# Information given:

........

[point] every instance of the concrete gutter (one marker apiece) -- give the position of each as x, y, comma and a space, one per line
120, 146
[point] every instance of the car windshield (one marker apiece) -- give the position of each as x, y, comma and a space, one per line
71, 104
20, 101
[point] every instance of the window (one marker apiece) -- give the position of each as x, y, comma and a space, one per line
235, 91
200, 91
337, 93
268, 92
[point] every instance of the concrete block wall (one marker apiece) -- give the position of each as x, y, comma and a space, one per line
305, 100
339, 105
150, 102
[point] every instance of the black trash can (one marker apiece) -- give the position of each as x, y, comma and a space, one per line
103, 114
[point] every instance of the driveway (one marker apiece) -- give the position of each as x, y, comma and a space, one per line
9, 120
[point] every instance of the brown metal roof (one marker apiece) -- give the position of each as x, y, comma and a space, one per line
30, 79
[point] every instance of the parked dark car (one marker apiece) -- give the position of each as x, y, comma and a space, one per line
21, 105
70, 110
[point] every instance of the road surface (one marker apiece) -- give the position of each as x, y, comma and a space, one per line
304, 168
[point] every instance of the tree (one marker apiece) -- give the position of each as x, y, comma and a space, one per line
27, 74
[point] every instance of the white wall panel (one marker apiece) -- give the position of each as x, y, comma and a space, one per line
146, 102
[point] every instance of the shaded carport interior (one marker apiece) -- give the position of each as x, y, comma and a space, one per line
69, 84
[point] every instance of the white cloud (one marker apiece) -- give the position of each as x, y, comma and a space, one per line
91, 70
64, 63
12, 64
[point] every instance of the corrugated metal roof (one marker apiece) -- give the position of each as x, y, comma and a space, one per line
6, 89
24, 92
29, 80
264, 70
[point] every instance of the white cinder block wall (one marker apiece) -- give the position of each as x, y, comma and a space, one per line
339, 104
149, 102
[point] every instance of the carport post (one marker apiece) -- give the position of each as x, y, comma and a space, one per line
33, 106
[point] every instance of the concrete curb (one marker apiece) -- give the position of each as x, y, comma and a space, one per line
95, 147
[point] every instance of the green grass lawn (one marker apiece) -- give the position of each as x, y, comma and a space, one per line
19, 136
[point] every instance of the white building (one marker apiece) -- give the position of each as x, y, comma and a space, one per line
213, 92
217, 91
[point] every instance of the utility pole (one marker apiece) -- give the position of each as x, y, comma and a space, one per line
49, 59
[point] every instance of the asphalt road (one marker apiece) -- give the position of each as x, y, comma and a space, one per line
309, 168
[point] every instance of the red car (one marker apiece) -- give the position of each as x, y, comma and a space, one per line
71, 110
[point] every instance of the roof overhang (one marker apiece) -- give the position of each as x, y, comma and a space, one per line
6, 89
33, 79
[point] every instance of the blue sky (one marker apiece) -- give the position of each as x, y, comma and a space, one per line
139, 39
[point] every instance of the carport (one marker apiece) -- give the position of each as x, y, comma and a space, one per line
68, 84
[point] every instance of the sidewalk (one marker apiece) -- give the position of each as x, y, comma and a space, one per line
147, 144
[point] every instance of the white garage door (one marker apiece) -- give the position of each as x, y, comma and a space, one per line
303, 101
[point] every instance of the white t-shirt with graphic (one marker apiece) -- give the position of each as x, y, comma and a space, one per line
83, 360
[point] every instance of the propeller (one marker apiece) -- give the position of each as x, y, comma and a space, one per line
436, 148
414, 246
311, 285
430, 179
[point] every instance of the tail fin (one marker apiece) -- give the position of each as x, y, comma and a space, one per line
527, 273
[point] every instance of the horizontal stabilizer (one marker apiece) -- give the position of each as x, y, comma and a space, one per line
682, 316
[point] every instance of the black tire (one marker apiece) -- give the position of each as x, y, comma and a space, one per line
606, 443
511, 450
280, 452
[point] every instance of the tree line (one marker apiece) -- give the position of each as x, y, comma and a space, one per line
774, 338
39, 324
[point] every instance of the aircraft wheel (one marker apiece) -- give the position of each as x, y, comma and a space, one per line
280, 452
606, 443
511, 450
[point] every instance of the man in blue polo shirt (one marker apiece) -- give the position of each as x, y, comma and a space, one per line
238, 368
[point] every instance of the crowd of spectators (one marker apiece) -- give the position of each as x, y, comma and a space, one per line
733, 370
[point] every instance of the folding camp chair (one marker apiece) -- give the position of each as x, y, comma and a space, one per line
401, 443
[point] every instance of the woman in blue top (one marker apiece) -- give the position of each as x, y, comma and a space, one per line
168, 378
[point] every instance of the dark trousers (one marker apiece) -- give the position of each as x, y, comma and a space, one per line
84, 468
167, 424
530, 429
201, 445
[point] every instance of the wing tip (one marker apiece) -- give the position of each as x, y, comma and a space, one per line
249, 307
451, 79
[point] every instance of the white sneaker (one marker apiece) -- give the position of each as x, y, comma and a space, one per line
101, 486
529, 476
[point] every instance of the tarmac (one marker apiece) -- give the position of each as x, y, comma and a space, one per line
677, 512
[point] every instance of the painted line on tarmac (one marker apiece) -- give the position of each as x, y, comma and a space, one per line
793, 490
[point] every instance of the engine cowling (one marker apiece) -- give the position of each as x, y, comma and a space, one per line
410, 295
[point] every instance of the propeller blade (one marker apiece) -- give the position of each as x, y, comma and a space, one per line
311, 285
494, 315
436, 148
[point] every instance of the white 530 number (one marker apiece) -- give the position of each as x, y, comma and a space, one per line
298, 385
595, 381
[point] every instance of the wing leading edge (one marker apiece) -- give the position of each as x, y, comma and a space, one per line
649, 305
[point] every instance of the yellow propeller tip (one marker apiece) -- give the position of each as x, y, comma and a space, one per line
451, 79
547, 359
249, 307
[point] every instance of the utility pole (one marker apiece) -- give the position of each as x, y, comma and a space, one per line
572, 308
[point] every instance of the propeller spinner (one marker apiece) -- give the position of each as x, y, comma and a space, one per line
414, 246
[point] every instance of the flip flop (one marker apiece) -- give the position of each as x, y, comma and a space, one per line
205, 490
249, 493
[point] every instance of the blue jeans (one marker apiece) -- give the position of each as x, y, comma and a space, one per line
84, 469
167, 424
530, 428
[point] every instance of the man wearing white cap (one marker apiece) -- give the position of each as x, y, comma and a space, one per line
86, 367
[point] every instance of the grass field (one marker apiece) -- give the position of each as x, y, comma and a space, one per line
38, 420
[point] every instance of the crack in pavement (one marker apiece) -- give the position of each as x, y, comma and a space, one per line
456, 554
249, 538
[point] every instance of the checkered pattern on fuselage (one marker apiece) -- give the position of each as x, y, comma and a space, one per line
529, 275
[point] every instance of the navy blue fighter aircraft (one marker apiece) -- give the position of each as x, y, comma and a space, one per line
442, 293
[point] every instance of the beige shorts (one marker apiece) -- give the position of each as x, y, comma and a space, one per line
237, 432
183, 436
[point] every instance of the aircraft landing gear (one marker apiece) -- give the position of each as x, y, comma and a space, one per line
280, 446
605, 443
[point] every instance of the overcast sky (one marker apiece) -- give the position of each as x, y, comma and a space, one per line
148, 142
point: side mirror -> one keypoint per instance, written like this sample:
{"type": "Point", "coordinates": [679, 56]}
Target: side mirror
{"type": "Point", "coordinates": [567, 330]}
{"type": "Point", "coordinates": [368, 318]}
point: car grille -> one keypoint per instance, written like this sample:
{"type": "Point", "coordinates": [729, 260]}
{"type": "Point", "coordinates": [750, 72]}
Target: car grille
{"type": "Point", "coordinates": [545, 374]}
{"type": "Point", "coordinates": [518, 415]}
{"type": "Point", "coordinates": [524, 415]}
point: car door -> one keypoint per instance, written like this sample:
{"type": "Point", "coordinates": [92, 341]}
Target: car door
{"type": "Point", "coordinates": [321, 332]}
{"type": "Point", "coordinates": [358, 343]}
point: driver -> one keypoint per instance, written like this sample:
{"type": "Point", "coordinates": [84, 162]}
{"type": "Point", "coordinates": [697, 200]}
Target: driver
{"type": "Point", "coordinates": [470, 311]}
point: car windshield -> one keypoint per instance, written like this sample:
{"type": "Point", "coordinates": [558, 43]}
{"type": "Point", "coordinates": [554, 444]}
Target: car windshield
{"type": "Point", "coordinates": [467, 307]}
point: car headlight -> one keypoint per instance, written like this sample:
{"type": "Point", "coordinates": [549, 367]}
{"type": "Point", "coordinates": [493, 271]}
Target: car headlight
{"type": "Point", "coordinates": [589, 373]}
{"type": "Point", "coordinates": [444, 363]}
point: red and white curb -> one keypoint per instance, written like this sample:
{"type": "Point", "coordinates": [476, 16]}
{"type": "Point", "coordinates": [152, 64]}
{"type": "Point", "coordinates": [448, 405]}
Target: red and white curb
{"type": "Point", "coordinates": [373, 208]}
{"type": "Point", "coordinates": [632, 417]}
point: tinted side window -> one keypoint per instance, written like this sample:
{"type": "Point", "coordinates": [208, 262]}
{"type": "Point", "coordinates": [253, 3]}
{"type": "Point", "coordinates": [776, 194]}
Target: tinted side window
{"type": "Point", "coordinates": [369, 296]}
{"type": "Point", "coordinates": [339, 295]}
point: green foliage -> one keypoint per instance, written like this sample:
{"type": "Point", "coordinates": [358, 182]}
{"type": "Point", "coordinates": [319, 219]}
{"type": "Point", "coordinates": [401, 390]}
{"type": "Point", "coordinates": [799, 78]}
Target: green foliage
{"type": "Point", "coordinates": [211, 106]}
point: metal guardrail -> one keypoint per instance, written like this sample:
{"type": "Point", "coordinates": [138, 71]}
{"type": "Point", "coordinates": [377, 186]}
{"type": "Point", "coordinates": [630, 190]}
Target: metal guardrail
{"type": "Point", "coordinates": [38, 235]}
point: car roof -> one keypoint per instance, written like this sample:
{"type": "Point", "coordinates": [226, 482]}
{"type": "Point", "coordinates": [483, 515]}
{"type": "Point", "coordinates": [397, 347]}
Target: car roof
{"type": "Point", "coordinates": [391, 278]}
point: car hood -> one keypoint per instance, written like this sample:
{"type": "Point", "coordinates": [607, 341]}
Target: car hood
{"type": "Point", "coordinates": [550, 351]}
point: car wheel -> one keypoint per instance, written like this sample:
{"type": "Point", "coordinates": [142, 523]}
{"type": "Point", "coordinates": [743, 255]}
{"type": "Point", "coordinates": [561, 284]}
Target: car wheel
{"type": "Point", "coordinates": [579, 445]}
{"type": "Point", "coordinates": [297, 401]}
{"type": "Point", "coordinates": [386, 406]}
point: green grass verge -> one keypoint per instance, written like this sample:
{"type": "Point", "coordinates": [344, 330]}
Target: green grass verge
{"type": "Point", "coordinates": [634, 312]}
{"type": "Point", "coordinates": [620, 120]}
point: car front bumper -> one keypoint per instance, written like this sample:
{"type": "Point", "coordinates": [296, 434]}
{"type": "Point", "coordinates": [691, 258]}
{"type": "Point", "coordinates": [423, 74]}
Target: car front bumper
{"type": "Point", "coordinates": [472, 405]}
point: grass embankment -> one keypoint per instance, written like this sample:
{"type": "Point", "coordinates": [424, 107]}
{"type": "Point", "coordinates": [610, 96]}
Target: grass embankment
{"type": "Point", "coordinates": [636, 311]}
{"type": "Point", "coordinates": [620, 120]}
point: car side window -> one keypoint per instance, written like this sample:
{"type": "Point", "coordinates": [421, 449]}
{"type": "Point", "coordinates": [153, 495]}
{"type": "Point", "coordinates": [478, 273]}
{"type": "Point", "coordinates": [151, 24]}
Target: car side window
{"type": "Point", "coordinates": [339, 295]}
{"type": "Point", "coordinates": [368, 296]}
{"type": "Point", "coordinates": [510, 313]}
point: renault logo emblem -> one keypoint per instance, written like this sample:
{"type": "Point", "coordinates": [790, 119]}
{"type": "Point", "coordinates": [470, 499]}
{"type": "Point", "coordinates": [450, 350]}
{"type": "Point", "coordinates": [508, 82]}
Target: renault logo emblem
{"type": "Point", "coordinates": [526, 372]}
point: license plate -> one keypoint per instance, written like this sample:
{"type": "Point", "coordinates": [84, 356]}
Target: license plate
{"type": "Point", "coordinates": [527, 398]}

........

Reproduce exactly, with nothing added, the lines from the one that contains "point: renault logo" to the end of the data.

point: renault logo emblem -> one keypoint per instance, written like this sample:
{"type": "Point", "coordinates": [790, 119]}
{"type": "Point", "coordinates": [470, 499]}
{"type": "Point", "coordinates": [450, 350]}
{"type": "Point", "coordinates": [508, 82]}
Target: renault logo emblem
{"type": "Point", "coordinates": [526, 372]}
point: license plate -> one keypoint per instance, written like this sample:
{"type": "Point", "coordinates": [84, 356]}
Target: license plate
{"type": "Point", "coordinates": [527, 398]}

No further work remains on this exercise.